#### [Exercise aim]
Pull out the lines from the one containing "ceiling fan motor" through the final line of the listing below and repeat them exactly. Leave the pictures behind.

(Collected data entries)
━━━━━━━━━━
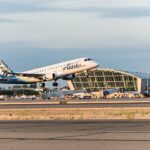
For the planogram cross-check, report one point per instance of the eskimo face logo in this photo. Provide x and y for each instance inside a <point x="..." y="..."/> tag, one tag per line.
<point x="71" y="66"/>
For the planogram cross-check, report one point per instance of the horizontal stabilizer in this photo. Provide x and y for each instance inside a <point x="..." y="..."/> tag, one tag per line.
<point x="4" y="68"/>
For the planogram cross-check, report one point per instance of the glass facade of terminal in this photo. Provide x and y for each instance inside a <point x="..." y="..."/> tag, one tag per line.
<point x="105" y="79"/>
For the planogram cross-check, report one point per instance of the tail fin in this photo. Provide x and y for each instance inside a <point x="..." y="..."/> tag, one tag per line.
<point x="4" y="68"/>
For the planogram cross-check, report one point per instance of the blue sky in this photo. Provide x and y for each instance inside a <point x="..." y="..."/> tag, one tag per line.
<point x="40" y="32"/>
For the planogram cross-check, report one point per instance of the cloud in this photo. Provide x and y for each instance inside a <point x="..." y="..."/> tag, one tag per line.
<point x="99" y="8"/>
<point x="3" y="20"/>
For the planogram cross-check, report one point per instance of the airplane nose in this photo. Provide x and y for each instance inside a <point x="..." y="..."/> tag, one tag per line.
<point x="95" y="64"/>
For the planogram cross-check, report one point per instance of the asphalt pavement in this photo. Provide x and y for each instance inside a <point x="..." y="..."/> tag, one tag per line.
<point x="31" y="105"/>
<point x="73" y="135"/>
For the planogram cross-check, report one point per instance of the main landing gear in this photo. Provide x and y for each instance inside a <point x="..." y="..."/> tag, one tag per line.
<point x="87" y="74"/>
<point x="55" y="84"/>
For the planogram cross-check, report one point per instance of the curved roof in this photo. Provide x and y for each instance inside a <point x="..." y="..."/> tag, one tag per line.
<point x="135" y="74"/>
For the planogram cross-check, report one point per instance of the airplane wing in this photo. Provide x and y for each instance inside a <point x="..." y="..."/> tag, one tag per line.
<point x="39" y="76"/>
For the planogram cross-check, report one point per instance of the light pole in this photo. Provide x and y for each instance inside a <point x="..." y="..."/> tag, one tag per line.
<point x="147" y="84"/>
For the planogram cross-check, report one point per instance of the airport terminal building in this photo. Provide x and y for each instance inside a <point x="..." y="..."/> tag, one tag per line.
<point x="103" y="79"/>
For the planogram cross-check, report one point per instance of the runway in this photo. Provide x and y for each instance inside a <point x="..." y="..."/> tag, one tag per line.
<point x="31" y="105"/>
<point x="106" y="135"/>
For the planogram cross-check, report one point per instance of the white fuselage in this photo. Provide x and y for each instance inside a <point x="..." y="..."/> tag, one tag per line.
<point x="61" y="70"/>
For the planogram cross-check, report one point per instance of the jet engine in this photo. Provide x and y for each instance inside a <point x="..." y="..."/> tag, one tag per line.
<point x="69" y="77"/>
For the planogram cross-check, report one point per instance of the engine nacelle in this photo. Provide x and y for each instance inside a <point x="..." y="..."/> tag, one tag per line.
<point x="57" y="76"/>
<point x="69" y="77"/>
<point x="62" y="76"/>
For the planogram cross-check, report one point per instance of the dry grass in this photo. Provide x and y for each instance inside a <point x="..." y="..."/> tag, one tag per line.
<point x="75" y="113"/>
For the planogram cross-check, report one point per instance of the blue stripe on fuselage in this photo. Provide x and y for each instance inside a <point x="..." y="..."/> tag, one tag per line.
<point x="11" y="80"/>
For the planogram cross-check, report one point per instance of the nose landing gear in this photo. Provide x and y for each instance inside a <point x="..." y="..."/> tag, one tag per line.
<point x="55" y="84"/>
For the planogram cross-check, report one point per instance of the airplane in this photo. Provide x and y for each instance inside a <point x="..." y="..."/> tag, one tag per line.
<point x="65" y="70"/>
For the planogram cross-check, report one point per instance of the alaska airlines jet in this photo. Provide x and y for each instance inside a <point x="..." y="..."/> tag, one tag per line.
<point x="65" y="70"/>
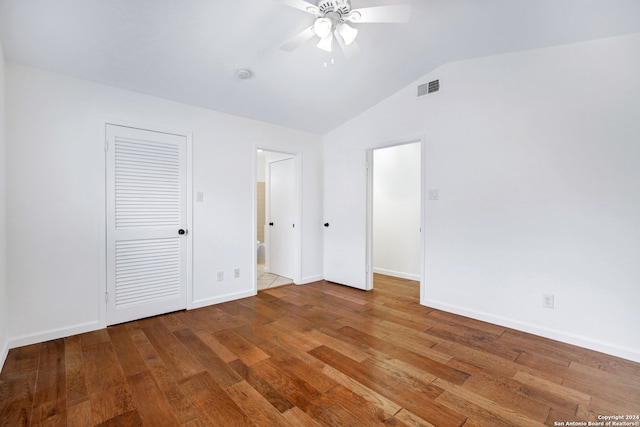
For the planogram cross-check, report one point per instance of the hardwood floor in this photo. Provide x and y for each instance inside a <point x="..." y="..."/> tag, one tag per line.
<point x="319" y="354"/>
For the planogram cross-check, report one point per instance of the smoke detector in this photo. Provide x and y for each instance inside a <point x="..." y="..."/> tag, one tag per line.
<point x="244" y="74"/>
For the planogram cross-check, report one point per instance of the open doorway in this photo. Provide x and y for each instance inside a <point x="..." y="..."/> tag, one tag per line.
<point x="395" y="206"/>
<point x="276" y="217"/>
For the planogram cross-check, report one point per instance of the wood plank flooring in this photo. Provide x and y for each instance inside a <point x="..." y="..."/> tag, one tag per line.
<point x="319" y="354"/>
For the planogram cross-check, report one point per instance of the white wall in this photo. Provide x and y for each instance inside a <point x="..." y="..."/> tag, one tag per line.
<point x="56" y="197"/>
<point x="4" y="305"/>
<point x="396" y="211"/>
<point x="535" y="155"/>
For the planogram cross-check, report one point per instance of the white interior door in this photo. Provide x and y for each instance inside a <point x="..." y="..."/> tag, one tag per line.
<point x="345" y="238"/>
<point x="281" y="217"/>
<point x="146" y="223"/>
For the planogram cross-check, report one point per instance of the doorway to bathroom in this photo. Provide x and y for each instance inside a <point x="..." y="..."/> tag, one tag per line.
<point x="275" y="219"/>
<point x="396" y="209"/>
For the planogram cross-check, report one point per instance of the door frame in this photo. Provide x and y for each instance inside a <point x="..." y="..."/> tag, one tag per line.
<point x="269" y="210"/>
<point x="297" y="234"/>
<point x="369" y="219"/>
<point x="102" y="236"/>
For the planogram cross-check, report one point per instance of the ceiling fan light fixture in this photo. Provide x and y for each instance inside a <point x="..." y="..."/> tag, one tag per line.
<point x="322" y="27"/>
<point x="348" y="33"/>
<point x="326" y="42"/>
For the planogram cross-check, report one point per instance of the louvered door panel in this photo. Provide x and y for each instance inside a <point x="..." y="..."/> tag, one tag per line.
<point x="146" y="206"/>
<point x="147" y="184"/>
<point x="147" y="271"/>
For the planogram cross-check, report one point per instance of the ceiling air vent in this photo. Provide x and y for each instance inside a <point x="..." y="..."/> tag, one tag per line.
<point x="428" y="88"/>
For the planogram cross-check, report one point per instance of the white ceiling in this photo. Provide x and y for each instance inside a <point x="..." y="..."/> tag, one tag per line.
<point x="189" y="50"/>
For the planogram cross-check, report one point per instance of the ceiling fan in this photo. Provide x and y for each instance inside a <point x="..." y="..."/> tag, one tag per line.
<point x="333" y="19"/>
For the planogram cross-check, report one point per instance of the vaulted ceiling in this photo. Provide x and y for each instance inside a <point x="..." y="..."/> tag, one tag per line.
<point x="189" y="50"/>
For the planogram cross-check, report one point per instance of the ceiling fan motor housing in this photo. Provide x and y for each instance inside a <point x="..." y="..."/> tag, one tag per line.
<point x="340" y="7"/>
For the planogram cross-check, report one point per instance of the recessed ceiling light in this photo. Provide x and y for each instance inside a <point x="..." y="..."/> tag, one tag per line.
<point x="244" y="74"/>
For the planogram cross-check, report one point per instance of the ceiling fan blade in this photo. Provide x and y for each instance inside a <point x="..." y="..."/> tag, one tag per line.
<point x="301" y="5"/>
<point x="393" y="14"/>
<point x="298" y="40"/>
<point x="349" y="50"/>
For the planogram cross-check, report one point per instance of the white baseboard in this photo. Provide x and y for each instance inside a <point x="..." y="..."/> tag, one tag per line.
<point x="220" y="299"/>
<point x="54" y="334"/>
<point x="554" y="334"/>
<point x="399" y="274"/>
<point x="310" y="279"/>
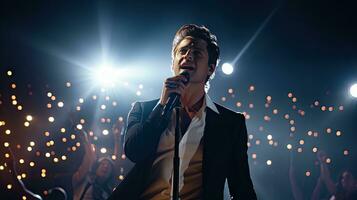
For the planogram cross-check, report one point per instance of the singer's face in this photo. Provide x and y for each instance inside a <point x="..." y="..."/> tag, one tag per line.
<point x="191" y="55"/>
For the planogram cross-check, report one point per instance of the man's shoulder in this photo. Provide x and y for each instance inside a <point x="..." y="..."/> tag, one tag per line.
━━━━━━━━━━
#### [The output]
For the planogram cross-check, report one point per instance of the ceiling fan motor housing in this photo. Provide x and y for each instance inside a <point x="..." y="..."/> tag, one tag per line.
<point x="340" y="7"/>
For the planogram cross-check, report one point per instance of the recessed ceiling light in this photo. Provide x and y for each instance inside a <point x="..." y="..."/> tag, one tag per line.
<point x="244" y="74"/>
For the planogram cross-check, report one point per instance of the ceiling fan blade in this photo. Provide x and y for each instance inside a <point x="..." y="..."/> tag, one tag per line.
<point x="301" y="5"/>
<point x="393" y="14"/>
<point x="298" y="40"/>
<point x="349" y="50"/>
For the planogram cross-check, report one point per instance of the white baseboard in this photo. Provide x and y for each instance inside a <point x="..." y="..."/> tag, one tag per line.
<point x="220" y="299"/>
<point x="54" y="334"/>
<point x="554" y="334"/>
<point x="399" y="274"/>
<point x="310" y="279"/>
For the planogram cross-check, report one point per instance of the singer's face in this photo. Provide x and y for each instance inside a <point x="..." y="..."/> tag, one tag per line.
<point x="191" y="55"/>
For the planogram cross-check, report one point per instance of the man's shoulder in this photo. Provide x and y for each instance inside a <point x="..." y="..."/> tag, one tag per line.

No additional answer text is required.